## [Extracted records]
* * * * * * * * *

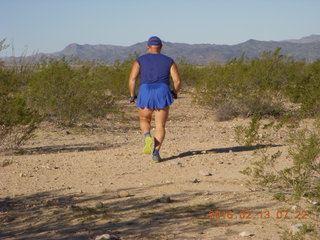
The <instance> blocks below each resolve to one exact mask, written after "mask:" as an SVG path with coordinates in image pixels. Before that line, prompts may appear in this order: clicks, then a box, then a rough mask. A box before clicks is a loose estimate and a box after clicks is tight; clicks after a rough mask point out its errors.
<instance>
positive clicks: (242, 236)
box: [239, 232, 254, 237]
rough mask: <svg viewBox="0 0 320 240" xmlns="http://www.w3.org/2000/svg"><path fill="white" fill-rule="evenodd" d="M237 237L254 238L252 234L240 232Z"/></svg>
mask: <svg viewBox="0 0 320 240" xmlns="http://www.w3.org/2000/svg"><path fill="white" fill-rule="evenodd" d="M239 236H240V237H252V236H254V234H253V233H250V232H241V233H240V234H239Z"/></svg>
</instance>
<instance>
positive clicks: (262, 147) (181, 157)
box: [162, 144, 282, 161]
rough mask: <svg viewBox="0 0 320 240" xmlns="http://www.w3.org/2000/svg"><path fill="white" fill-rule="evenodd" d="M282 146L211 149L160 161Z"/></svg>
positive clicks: (239, 151)
mask: <svg viewBox="0 0 320 240" xmlns="http://www.w3.org/2000/svg"><path fill="white" fill-rule="evenodd" d="M281 146H282V145H276V144H266V145H256V146H250V147H245V146H237V147H228V148H212V149H208V150H196V151H187V152H183V153H180V154H178V155H174V156H171V157H168V158H163V159H162V161H169V160H174V159H177V158H184V157H188V156H192V155H200V154H208V153H229V152H245V151H254V150H257V149H262V148H268V147H281Z"/></svg>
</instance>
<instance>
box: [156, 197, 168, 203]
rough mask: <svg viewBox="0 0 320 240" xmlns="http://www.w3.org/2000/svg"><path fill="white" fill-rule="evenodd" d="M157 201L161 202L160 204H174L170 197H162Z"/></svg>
mask: <svg viewBox="0 0 320 240" xmlns="http://www.w3.org/2000/svg"><path fill="white" fill-rule="evenodd" d="M156 201H157V202H160V203H171V202H172V200H171V198H170V197H168V196H162V197H161V198H158V199H157V200H156Z"/></svg>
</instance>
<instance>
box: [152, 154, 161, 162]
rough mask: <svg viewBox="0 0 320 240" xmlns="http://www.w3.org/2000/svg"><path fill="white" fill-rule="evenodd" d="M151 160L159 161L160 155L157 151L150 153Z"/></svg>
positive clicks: (159, 161) (159, 158)
mask: <svg viewBox="0 0 320 240" xmlns="http://www.w3.org/2000/svg"><path fill="white" fill-rule="evenodd" d="M152 160H153V161H154V162H156V163H159V162H161V160H162V159H161V157H160V154H159V153H157V154H153V155H152Z"/></svg>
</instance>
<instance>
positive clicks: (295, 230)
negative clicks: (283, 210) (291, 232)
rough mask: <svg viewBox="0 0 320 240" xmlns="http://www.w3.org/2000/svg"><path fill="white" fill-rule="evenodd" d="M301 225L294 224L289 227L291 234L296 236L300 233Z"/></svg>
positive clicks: (301, 224) (297, 223) (300, 230)
mask: <svg viewBox="0 0 320 240" xmlns="http://www.w3.org/2000/svg"><path fill="white" fill-rule="evenodd" d="M302 226H303V224H302V223H297V224H294V225H292V226H291V227H290V229H291V231H292V234H293V235H294V234H297V233H299V232H300V231H301V228H302Z"/></svg>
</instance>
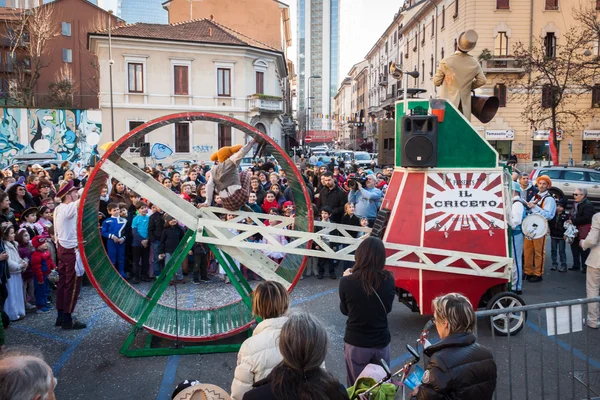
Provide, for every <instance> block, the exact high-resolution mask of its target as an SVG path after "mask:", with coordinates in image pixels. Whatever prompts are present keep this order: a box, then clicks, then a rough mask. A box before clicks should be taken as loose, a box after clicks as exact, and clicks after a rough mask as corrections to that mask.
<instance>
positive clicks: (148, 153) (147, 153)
mask: <svg viewBox="0 0 600 400" xmlns="http://www.w3.org/2000/svg"><path fill="white" fill-rule="evenodd" d="M140 157H150V143H148V142H144V143H142V144H141V146H140Z"/></svg>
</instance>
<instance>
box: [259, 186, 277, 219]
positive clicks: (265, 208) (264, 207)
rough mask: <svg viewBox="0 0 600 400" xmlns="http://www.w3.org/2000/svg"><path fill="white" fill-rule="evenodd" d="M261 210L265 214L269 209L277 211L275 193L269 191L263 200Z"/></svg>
mask: <svg viewBox="0 0 600 400" xmlns="http://www.w3.org/2000/svg"><path fill="white" fill-rule="evenodd" d="M261 208H262V210H263V212H264V213H265V214H268V213H269V210H270V209H271V208H277V209H279V203H278V202H277V199H276V197H275V193H273V192H272V191H271V190H269V191H268V192H267V194H266V195H265V199H264V200H263V204H262V206H261Z"/></svg>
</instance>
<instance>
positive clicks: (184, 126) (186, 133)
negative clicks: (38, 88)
mask: <svg viewBox="0 0 600 400" xmlns="http://www.w3.org/2000/svg"><path fill="white" fill-rule="evenodd" d="M175 152H176V153H189V152H190V124H189V123H187V122H178V123H176V124H175Z"/></svg>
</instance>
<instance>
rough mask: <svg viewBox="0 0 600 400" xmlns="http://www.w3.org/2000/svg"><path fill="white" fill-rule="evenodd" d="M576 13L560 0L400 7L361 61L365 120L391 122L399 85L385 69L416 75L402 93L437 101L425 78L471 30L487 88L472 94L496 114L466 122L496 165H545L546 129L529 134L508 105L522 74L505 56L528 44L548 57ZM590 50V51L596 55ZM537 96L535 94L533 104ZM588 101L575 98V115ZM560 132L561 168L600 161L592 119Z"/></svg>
mask: <svg viewBox="0 0 600 400" xmlns="http://www.w3.org/2000/svg"><path fill="white" fill-rule="evenodd" d="M594 4H595V3H594ZM575 6H577V5H576V4H574V3H573V2H572V1H567V0H532V1H527V2H522V1H516V0H426V1H416V0H411V1H407V2H406V4H405V5H404V7H403V8H402V9H401V11H400V12H399V13H398V14H397V15H396V16H395V18H394V20H393V22H392V24H391V25H390V26H389V27H388V28H387V29H386V30H385V31H384V32H383V35H382V36H381V37H380V39H379V40H378V41H377V43H376V44H375V45H374V46H373V48H372V49H371V51H370V52H369V53H368V54H367V57H366V59H367V61H368V62H369V65H370V74H369V100H370V106H369V116H371V117H374V118H382V117H383V118H385V117H393V110H392V109H390V108H389V107H390V104H392V103H393V102H394V101H395V100H396V99H397V98H398V93H397V91H398V90H399V89H401V88H402V85H403V83H404V82H400V81H397V80H396V79H394V78H393V77H392V76H391V75H390V73H389V66H390V62H392V61H395V62H396V64H397V65H398V66H399V68H402V69H403V70H405V71H410V70H415V69H416V70H418V71H419V74H420V76H419V78H418V79H413V78H409V79H408V87H409V88H411V89H423V90H425V91H426V92H425V93H423V94H421V95H420V97H422V98H430V97H437V96H438V91H437V88H435V87H434V85H433V83H432V78H433V75H434V74H435V71H436V69H437V65H438V64H439V61H440V60H441V59H443V58H444V57H445V56H447V55H449V54H452V52H454V51H456V45H457V40H458V36H459V35H460V33H462V32H464V31H465V30H467V29H474V30H475V31H477V33H478V34H479V41H478V43H477V47H476V48H475V49H474V50H473V51H472V52H471V53H470V54H471V55H473V56H474V57H476V58H478V59H480V60H481V63H482V67H483V70H484V72H485V74H486V77H487V84H486V85H485V86H484V87H482V88H481V89H479V90H478V93H479V94H482V95H488V96H491V95H497V96H498V97H499V98H500V103H501V107H500V109H499V111H498V113H497V115H496V117H495V118H494V119H493V120H492V121H491V122H490V123H488V124H485V125H484V124H481V123H479V121H477V120H476V119H475V118H472V123H473V125H474V126H475V127H476V129H477V130H478V131H479V132H480V133H481V135H482V136H484V137H485V138H486V139H488V140H489V141H490V143H491V144H492V146H494V147H495V148H496V149H497V150H498V152H499V154H500V157H501V158H502V159H506V158H507V157H508V156H509V155H510V153H511V152H514V153H515V154H516V155H517V157H518V159H519V164H520V165H521V166H522V167H523V168H528V167H531V166H533V165H534V164H539V163H540V162H542V161H544V160H548V159H549V149H548V141H547V138H548V132H549V130H548V129H549V127H548V126H538V127H532V126H531V124H530V123H528V122H525V121H524V120H523V116H522V110H523V105H522V102H520V101H519V100H518V99H516V98H515V95H514V88H511V86H510V82H511V81H512V80H513V79H514V78H515V76H516V75H515V74H518V73H520V72H522V69H521V68H520V67H519V66H518V65H517V64H516V63H515V59H514V57H512V55H513V50H514V46H515V44H516V43H518V42H522V43H526V44H527V43H530V40H531V39H532V38H540V39H541V40H543V42H544V43H545V45H546V48H547V49H548V52H549V56H552V54H553V52H555V49H556V46H557V44H561V43H563V42H562V41H564V40H565V39H564V35H565V34H566V32H567V31H568V30H569V29H570V28H571V27H572V26H573V25H574V24H575V21H574V18H573V7H575ZM597 47H598V46H595V47H594V49H590V50H592V51H593V52H594V54H596V55H597V54H598V48H597ZM598 90H599V91H600V89H598ZM542 94H543V93H542V91H541V90H540V94H539V95H540V102H542V101H543V99H542V97H543V96H542ZM599 94H600V92H599ZM400 96H401V94H400ZM593 98H600V96H595V97H593V96H592V93H591V92H589V93H585V94H582V95H581V96H580V97H579V99H578V101H577V105H576V107H582V108H590V107H593V106H594V105H593V101H592V99H593ZM369 129H371V130H373V129H375V128H374V127H369ZM559 129H560V130H561V131H562V140H561V145H560V162H561V164H562V163H564V164H566V163H567V162H568V160H569V158H572V159H573V160H574V162H575V163H576V164H579V163H582V162H589V161H592V160H594V159H600V144H599V142H598V140H597V139H598V138H599V136H600V121H598V120H596V118H591V119H590V120H589V121H586V122H585V123H584V126H583V127H581V128H574V127H571V126H564V127H559ZM569 144H570V146H569ZM569 147H570V148H571V149H572V150H570V149H569Z"/></svg>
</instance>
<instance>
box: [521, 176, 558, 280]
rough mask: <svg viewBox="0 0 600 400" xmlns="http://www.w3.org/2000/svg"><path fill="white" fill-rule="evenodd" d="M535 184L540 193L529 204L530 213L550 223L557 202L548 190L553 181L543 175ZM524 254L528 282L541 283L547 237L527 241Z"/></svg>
mask: <svg viewBox="0 0 600 400" xmlns="http://www.w3.org/2000/svg"><path fill="white" fill-rule="evenodd" d="M535 183H536V185H537V188H538V190H539V193H537V194H536V195H535V196H533V198H532V199H531V200H530V201H528V202H527V208H528V213H529V214H538V215H541V216H542V217H544V218H545V219H546V220H548V221H550V220H551V219H552V218H554V214H556V201H555V200H554V197H552V195H551V194H550V192H548V189H550V188H551V187H552V180H551V179H550V178H549V177H548V176H547V175H542V176H539V177H538V178H537V179H536V181H535ZM523 254H524V262H523V269H524V270H525V275H526V276H527V278H526V279H527V281H528V282H530V283H534V282H541V281H542V280H543V277H542V275H544V262H545V261H546V235H544V236H542V237H541V238H538V239H533V240H529V239H525V242H524V243H523Z"/></svg>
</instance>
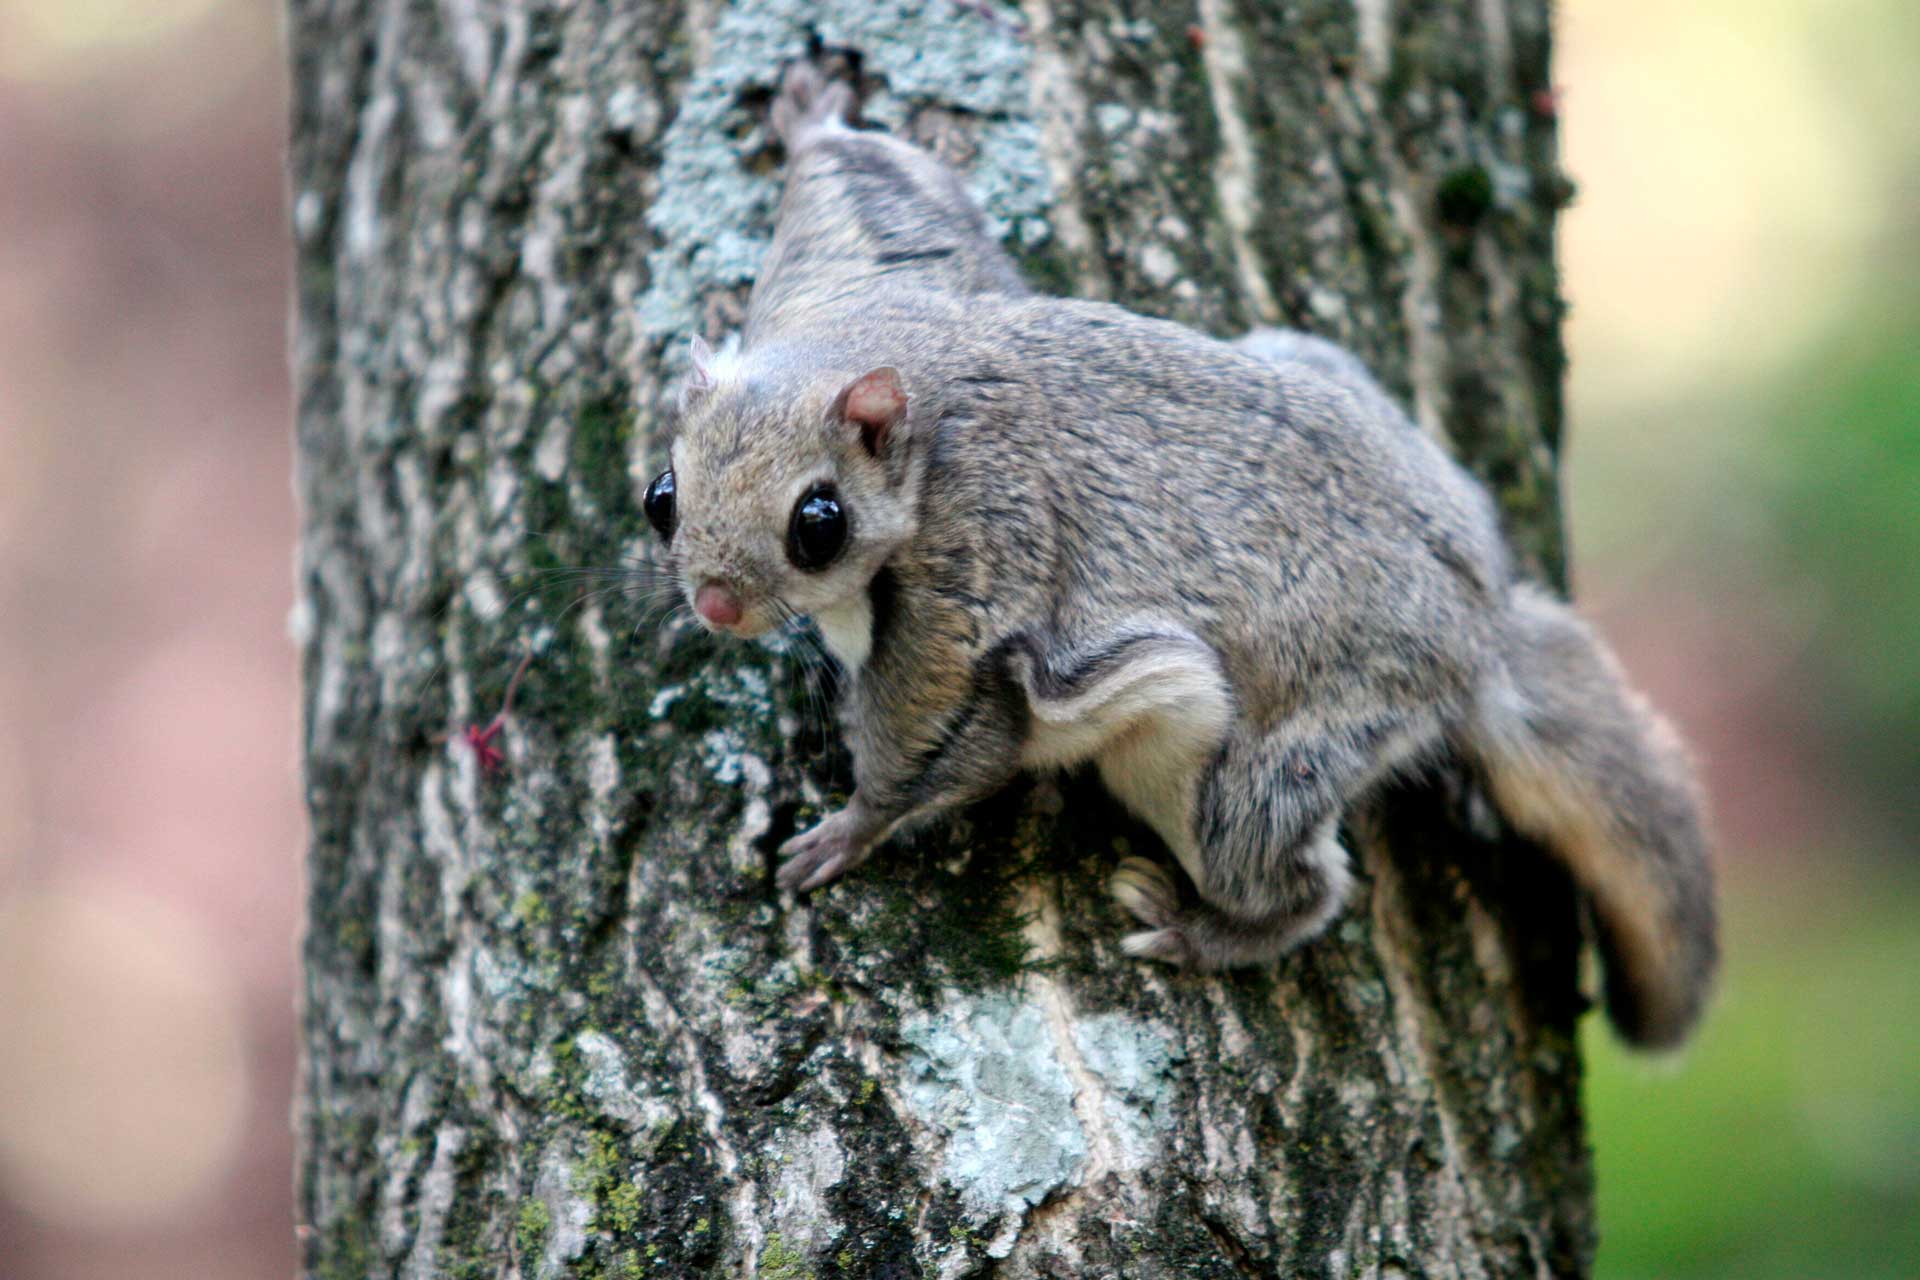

* * * * * * * * *

## [WHAT IS NEEDED]
Edit everything from the start of the records down to the line containing "box: [162, 144, 282, 161]", changing "positive clicks" to "foreground clicks" and keeping all else unchanged. Leave the pictures out of your answer.

## [REPLY]
The <instance> blocks below each resolve to one exact mask, written after "mask:" as an SVG path with coordinates in image pixels. Before that line, prompts may appear in this order: clicks, then a box, then a rough mask. A box before clicks is a loose estimate and a box after clicks is tight; clicks after a rough mask point out its errors.
<instance>
foreground clicks: (242, 236)
box: [239, 232, 254, 237]
rough mask: <svg viewBox="0 0 320 240" xmlns="http://www.w3.org/2000/svg"><path fill="white" fill-rule="evenodd" d="M237 237L254 238L252 234L240 232Z"/></svg>
mask: <svg viewBox="0 0 320 240" xmlns="http://www.w3.org/2000/svg"><path fill="white" fill-rule="evenodd" d="M239 236H240V237H252V236H254V234H253V233H250V232H241V233H240V234H239Z"/></svg>
</instance>
<instance>
foreground clicks: (262, 147) (181, 157)
box: [162, 144, 282, 161]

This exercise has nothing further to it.